→ **DEINE AUFGABE**
Aktualisiere im Text über die Bilder aus dem Irak die Stelle von „Doch als die“ bis einschließlich „Reporter kontrolliert hatten.“, indem du „Pentagon“ durch „Verteidigungsministerium“ ersetzt, und gib sie wieder.

→ **VORGEGEBENER TEXT**
Doch als die Bilder einmal da waren, gingen sie um die Welt, bestätigten schon lange kursierenden Gerüchte, Zeugenaussagen sowie Berichte und unterminierten die Selbstdarstellung der US-Regierung, die angeblich für Freiheit und Recht gegen das Böse kämpft (Sadistische KZ-Spiele). Der Widerstand im Irak loderte nun erst recht auf, die schon lange kritisierte Praxis von willkürlichen Festnahmen und Gefangenenlagern, in denen die aller Rechte beraubten Menschen verschwinden, wurde an den Pranger gestellt, dem Image der USA entstand schwerer Schaden. Und das, nachdem das Pentagon die strategische Kommunikation und die Medienberichterstattung im Afghanistan-Krieg fast lückenlos und während der Invasion ziemlich gut mit dem Konzept der eingebetteten Reporter kontrolliert hatten.

→ **BEREITGESTELLTES MATERIAL**

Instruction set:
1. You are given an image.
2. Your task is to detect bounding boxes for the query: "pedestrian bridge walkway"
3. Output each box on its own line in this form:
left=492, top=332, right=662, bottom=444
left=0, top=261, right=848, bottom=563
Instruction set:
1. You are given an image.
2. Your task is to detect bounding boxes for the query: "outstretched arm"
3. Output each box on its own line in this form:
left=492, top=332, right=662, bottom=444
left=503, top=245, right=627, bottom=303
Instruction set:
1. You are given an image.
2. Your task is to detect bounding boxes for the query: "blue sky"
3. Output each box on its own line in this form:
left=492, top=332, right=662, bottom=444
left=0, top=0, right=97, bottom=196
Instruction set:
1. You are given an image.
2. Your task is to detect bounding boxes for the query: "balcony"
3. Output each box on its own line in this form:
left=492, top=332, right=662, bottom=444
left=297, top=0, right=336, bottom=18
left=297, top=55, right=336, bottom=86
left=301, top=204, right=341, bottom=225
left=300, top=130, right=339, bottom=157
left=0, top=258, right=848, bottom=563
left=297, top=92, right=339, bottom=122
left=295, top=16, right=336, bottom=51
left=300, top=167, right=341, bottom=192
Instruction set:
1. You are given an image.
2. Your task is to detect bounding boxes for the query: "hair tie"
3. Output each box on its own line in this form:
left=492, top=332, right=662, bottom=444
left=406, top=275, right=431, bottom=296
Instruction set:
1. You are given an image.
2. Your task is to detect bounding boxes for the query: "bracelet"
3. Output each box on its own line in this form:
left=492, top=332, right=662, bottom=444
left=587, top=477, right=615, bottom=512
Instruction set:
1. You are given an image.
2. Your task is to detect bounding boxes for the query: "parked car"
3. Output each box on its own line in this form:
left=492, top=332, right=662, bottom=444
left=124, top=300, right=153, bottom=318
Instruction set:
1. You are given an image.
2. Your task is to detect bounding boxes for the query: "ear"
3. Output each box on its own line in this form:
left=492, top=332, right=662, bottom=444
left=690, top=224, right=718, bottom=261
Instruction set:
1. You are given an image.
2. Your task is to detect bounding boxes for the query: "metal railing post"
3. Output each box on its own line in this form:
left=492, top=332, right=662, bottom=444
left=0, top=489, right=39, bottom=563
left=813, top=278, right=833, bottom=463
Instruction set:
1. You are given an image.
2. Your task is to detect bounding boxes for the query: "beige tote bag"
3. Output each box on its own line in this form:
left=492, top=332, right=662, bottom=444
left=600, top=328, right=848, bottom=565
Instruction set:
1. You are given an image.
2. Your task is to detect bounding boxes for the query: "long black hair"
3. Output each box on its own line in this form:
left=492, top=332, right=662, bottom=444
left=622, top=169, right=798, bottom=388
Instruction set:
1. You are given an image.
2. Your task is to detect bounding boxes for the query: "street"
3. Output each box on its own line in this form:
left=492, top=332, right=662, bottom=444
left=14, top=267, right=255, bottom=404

→ **DIE LÖSUNG**
Doch als die Bilder einmal da waren, gingen sie um die Welt, bestätigten schon lange kursierenden Gerüchte, Zeugenaussagen sowie Berichte und unterminierten die Selbstdarstellung der US-Regierung, die angeblich für Freiheit und Recht gegen das Böse kämpft (Sadistische KZ-Spiele). Der Widerstand im Irak loderte nun erst recht auf, die schon lange kritisierte Praxis von willkürlichen Festnahmen und Gefangenenlagern, in denen die aller Rechte beraubten Menschen verschwinden, wurde an den Pranger gestellt, dem Image der USA entstand schwerer Schaden. Und das, nachdem das Verteidigungsministerium die strategische Kommunikation und die Medienberichterstattung im Afghanistan-Krieg fast lückenlos und während der Invasion ziemlich gut mit dem Konzept der eingebetteten Reporter kontrolliert hatten.